**Por hacer**.
(A) Responde estas preguntas sobre el fragmento dedicado a Ava Gardner:
(i) ¿Qué frase dijeron en la Metro Goldwyn Mayer cuando la descubrieron?
(ii) ¿Qué lugar ocupaba Ava entre sus hermanos?
(iii) ¿Qué edad tenía cuando su cuñado la fotografió?
(B) Prosigue el fragmento sobre Ava Gardner a partir de su última oración.
------ Fragmento proporcionado ------
La Gardner fue una cuestión de erotismo, de despertar plateas con la sola irrupción de su rostro, aún más delicioso en Technicolor. 
Los talentos, si los tuvo, se ignoraron frente a su apabullante belleza.
"No sabe hablar, no sabe actuar, ¡es maravillosa!", dijeron en la Metro Goldwyn Mayer entre aplausos, cuando la descubrieron y le firmaron un contrato en exclusiva.


Ella era, ante todo, Ava, el Angel de Sinatra, Pandora, la Condesa Descalza, la que se zambulló en la piscina de Ernest Hemingway, para que éste dijera que no se cambiaría el agua jamás.
Viajera, inquieta, agitada, se cuenta que la verdadera Ava fue una señora más interesante, ingeniosa y divertida que la máscara de sexualidad y distancia que le puso Hollywood. 
Se evidencia en sus comentarios sobre lo que vio del mundo, de la profesión, de la gente que conoció. 


Quizá en el sentido del humor se hallara la respuesta a su supervivencia frente a los inevitables ataques, después de los tormentosos amores, en el momento en que los focos se apagaron, cuando la suprema belleza ya no fue tal belleza.
Los años pasaron para Ava, pero su imagen de esplendor resiste al tiempo y todavía sobrecoge.


Como gran historia de Hollywood, empezó muy lejos de allí, caminando por la plantación de su padre, en pleno Sur, sin zapatos, tan rural Ava Lavinia Gardner.
La menor de siete hermanos, la niña Ava contempló muchas veces la ruina de la familia, que se movió itinerante, entre la prematura muerte del patriarca y la urgencia de seguir adelante. 


Ava, destinada a ser una secretaria, tenía 18 años cuando fue fotografiada por su cuñado. 
Éste expuso la foto en el escaparate de su estudio y la leyenda cuenta que alguien pasó por allí, acreditándose como agente de la Metro Goldwyn Mayer.
Cuando Ava Gardner llegó a su primera prueba en el estudio, no tenía experiencia artística ni tampoco ninguna aspiración por el medio. 
La prueba fue un completo desastre, pero no importó. Muchos que estaban allí aseguraban que no habían visto una mujer tan hermosa en toda su vida.
Como muchos hermosos sin talento dramático discernible, Ava Gardner se construyó como una creación de estudio, que la esculpía mientras la colocaba en pequeños papeles.
------ Datos proporcionados ------
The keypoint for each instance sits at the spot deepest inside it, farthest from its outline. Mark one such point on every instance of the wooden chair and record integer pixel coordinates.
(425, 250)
------
**Respuestas por tarea**.
(A)
(i) "No sabe hablar, no sabe actuar, ¡es maravillosa!"
(ii) Era la menor de siete hermanos.
(iii) Tenía 18 años.

(B)
Sucedía a lo largo de la década de los cuarenta, donde el principal caballo de batalla de la Metro fue librarla del cerrado acento sureño, que la hacía prácticamente indescifrable.
Si aún no era conocida en el cine durante esa etapa de formación, la farándula ya la empezaba a señalar como starlet de ambición cuando se casó con el astro juvenil Mickey Rooney, que sonreía como nunca al lado de semejante hembra. 
"Tal vez él disfrutó del sexo conmigo. Yo, desde luego, no", diría ella con el tiempo.

Con Mickey Rooney

Después de Rooney, las cámaras de cotilleo volvieron a fotografiarla al lado de Artie Shaw, conocido bandleader de la época, que se haría su segundo marido.
Su vida amorosa se dijo veleidosa desde que puso el pie en los nightclubs de Nueva York y los saraos de Hollywood, y esos dos maridos sólo fueron dos nombres entre la lista de corazones rotos de Ava Gardner, esa que comenzaría a llenarse con el toque de lo legendario.
Ella sonrió ante las preguntas sobre sus amores, se quedó con los mejores recuerdos y procuró mantener buena relación con todos sus ex.
Pero el amor para el que estaba señalada Ava era el público, que casi se vuelve loco por ella cuando la vio en la primera película de importancia. 
Era una mujer fatal de tomo y lomo, que seduce y destruye a Burt Lancaster, en el señor clásico del noir, "The Killers".
El sedoso y largo pelo negro, las facciones, los labios, la voz, el cuerpo, las piernas. Y los ojos verdes, llenos de voracidad y, a la vez, tranquilos, cual conscientes de su magnificencia animal.
Ava se decía perfecta, la superación de las sex-symbols anteriores, la tía buena de bandera y la auténtica reivindicación de la mujer morena.

Con Burt Lancaster en "The Killers"

La Metro no la quiso soltar jamás y la colocó en muchas películas donde el cartel recogía la escultura de sus curvas como principal reclamo publicitario. 
"Esa Ava Gardner me quita el sueño", dice un personaje de "The Band Wagon".  
Y dicho insomnio se hizo general durante la década de los cincuenta.

En "Mogambo"

Sus propias noches de desvelo se lo propiciaría Frank Sinatra, al que largamente recordaría como el hombre de su vida. 
Frank y Ava conformaron una de esas parejas emblemáticas de la constelación show-business, por todo lo que se amaron y por lo muy imposible que se hicieron las vidas el uno al otro.
Fue una apuesta arriesgada desde el principio. 
Sinatra se divorciaba de su mujer y corría en pos de la Gardner, asunto que repugnó a la Iglesia Católica y a las periodistas de Hollywood, que la escribieron como si fuese igual que la zorra que había incorporado en "The Killers".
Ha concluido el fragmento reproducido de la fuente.